Problem details: Word for word, transcribe the data below.

══════

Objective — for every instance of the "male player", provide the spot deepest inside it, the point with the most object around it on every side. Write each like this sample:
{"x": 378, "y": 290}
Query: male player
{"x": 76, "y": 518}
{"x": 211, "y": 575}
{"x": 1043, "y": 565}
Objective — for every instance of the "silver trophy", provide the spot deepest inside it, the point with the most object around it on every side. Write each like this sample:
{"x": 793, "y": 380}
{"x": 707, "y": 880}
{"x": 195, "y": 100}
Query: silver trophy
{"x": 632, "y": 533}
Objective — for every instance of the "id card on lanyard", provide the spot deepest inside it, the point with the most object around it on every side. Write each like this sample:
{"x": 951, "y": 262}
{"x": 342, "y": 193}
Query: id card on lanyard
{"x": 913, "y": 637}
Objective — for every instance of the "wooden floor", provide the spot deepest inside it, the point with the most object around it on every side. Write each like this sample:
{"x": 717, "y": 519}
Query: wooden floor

══════

Reply:
Objective — for every instance of the "male player", provide the spot deepest inside it, the point with the most object around it on every side. Write each like this sample:
{"x": 378, "y": 290}
Query: male player
{"x": 76, "y": 518}
{"x": 211, "y": 575}
{"x": 1043, "y": 565}
Objective — for every instance of the "silver trophy", provide the spot deepest inside it, the point with the most object around it on every side. Write each like this sample:
{"x": 793, "y": 380}
{"x": 707, "y": 880}
{"x": 195, "y": 100}
Query: silver trophy
{"x": 632, "y": 533}
Objective — for every instance of the "id card on lanyard", provide the spot deepest inside it, the point with the most object around it on every side. Write each like this sample:
{"x": 951, "y": 262}
{"x": 342, "y": 193}
Query: id card on lanyard
{"x": 913, "y": 637}
Objective — for every instance of the "wooden floor", provide the spot deepest inside it, the point with the most object around it on every side. Write each like this sample:
{"x": 717, "y": 519}
Query: wooden floor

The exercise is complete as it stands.